WHAT NEEDS TO BE DONE →
The line containing "negative clicks: (0, 165) (18, 114)" marks the end: restate word for word every line from the first line of the entries below through that one.
● ● ● ●
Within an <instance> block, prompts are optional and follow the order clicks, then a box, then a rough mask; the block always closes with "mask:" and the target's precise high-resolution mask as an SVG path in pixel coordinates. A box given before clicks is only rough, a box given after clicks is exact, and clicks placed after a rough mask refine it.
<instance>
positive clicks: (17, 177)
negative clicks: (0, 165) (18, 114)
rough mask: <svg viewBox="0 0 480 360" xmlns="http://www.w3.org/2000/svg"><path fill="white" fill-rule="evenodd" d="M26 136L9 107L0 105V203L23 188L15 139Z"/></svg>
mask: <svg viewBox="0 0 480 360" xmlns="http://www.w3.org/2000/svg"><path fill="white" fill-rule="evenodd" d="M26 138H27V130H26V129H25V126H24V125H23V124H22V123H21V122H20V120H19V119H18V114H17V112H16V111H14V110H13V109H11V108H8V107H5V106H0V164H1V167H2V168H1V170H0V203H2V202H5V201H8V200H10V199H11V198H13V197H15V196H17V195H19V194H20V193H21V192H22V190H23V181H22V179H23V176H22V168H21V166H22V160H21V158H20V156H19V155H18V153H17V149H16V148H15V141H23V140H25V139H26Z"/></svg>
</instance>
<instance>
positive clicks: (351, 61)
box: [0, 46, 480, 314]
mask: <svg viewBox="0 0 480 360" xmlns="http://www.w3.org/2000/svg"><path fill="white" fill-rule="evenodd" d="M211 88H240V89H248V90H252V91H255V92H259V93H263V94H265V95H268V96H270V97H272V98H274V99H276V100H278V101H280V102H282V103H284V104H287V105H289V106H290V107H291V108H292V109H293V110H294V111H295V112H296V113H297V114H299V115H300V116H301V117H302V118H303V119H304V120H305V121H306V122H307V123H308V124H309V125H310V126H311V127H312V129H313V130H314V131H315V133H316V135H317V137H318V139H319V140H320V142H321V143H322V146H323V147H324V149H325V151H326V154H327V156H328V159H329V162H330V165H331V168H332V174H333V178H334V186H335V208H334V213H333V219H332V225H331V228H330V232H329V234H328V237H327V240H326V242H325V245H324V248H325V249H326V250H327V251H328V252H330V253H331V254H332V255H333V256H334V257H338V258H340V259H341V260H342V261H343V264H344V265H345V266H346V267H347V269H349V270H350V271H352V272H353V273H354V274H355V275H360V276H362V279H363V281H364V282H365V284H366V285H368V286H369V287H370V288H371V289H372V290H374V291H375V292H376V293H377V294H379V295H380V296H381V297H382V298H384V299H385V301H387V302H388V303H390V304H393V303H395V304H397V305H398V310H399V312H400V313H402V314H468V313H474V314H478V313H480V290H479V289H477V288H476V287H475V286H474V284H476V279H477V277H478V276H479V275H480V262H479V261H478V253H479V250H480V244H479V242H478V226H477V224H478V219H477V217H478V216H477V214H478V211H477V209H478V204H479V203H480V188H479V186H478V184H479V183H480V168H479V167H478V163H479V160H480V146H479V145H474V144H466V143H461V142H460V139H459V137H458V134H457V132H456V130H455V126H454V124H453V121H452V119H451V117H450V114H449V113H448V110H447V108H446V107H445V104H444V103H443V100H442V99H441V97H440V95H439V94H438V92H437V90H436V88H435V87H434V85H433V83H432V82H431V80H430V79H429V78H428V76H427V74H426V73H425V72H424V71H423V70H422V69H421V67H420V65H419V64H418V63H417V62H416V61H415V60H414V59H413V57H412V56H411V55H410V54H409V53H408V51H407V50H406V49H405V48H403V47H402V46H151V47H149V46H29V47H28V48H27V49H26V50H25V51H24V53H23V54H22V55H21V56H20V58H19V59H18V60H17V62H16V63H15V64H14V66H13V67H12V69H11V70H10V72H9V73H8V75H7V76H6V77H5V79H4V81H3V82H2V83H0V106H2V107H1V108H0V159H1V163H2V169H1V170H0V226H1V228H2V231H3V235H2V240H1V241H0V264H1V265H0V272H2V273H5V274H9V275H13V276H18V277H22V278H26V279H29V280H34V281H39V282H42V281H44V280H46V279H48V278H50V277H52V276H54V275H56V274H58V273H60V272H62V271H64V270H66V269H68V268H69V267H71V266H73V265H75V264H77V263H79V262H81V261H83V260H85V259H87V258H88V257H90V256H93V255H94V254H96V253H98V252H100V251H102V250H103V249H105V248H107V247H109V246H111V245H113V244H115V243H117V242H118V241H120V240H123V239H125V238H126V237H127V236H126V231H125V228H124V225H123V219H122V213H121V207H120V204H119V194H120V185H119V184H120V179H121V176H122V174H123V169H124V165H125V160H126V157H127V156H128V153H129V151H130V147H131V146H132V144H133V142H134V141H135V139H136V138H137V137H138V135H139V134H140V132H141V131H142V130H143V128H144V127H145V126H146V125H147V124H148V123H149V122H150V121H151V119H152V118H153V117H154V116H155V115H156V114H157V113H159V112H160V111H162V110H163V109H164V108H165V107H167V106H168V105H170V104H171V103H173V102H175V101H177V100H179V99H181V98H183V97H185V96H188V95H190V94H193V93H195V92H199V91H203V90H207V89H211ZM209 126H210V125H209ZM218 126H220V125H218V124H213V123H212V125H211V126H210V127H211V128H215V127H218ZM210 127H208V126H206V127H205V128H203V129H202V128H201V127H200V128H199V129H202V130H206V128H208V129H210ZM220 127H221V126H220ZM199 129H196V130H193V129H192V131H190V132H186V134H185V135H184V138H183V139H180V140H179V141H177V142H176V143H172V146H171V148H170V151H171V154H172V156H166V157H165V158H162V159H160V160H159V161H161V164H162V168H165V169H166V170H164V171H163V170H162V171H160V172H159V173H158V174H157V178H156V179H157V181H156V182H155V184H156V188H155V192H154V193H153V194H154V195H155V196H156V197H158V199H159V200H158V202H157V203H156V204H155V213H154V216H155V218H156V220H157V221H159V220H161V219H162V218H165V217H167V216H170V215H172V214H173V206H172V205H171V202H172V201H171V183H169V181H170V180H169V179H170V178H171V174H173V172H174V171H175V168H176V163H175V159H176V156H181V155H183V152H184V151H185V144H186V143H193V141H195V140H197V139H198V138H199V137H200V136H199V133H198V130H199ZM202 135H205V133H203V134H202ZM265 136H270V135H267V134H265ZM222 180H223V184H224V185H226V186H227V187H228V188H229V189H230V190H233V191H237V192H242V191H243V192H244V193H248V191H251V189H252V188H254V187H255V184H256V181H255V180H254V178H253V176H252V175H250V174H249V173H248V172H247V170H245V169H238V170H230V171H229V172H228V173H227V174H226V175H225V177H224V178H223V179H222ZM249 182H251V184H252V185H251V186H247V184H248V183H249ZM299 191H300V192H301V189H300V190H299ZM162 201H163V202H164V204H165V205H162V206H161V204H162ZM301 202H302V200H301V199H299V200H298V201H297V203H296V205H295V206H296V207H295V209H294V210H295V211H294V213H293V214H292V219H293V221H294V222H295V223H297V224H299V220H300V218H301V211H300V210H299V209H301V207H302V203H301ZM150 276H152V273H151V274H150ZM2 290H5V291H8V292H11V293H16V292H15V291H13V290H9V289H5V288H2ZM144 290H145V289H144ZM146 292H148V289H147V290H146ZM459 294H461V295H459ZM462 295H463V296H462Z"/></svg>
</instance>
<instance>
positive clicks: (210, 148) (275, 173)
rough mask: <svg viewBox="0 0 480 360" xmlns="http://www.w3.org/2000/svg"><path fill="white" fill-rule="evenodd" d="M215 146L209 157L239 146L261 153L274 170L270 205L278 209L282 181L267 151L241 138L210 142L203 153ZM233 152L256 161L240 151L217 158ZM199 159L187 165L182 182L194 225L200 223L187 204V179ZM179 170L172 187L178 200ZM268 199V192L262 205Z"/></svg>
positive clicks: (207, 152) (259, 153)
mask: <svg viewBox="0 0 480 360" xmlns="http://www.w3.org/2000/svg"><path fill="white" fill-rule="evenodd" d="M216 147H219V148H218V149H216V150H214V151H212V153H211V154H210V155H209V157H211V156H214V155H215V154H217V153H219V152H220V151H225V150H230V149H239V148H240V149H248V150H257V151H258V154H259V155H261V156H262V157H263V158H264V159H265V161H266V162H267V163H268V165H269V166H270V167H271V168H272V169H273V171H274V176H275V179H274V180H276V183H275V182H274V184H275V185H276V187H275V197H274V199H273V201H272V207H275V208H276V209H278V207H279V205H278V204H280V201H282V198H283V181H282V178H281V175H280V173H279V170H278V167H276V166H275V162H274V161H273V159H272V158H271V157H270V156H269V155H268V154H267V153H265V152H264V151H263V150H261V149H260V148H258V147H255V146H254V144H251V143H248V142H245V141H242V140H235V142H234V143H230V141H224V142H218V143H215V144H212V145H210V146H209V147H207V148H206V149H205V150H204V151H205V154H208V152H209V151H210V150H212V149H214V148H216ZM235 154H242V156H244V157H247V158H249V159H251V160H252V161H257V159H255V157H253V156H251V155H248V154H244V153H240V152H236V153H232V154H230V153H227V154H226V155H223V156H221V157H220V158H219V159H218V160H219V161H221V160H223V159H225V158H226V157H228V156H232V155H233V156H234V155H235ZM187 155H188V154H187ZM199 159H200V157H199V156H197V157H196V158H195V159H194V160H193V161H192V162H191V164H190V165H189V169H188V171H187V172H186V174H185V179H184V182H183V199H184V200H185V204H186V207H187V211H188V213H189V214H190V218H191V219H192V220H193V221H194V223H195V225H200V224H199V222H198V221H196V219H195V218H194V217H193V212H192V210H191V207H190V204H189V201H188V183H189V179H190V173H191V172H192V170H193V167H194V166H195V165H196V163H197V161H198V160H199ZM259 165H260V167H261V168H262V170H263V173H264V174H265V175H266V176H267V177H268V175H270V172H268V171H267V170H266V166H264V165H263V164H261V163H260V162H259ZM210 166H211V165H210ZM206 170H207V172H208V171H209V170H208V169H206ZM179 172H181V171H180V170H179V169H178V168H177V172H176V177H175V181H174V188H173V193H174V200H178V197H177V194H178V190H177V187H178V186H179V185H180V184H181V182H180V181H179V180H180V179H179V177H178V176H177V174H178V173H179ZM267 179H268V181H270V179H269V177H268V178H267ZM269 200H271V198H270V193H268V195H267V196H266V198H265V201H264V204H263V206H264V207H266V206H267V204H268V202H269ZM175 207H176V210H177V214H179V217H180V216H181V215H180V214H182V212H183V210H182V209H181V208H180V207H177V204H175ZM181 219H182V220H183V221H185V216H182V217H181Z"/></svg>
● ● ● ●
TASK SOLUTION →
Within an <instance> block, prompts are optional and follow the order clicks, then a box, then a rough mask; the block always closes with "mask:" and the target's precise high-resolution mask as an SVG path in pixel coordinates. A box given before clicks is only rough, a box given after clicks is exact, and clicks placed after a rough mask refine it.
<instance>
positive clicks: (17, 177)
negative clicks: (0, 165) (18, 114)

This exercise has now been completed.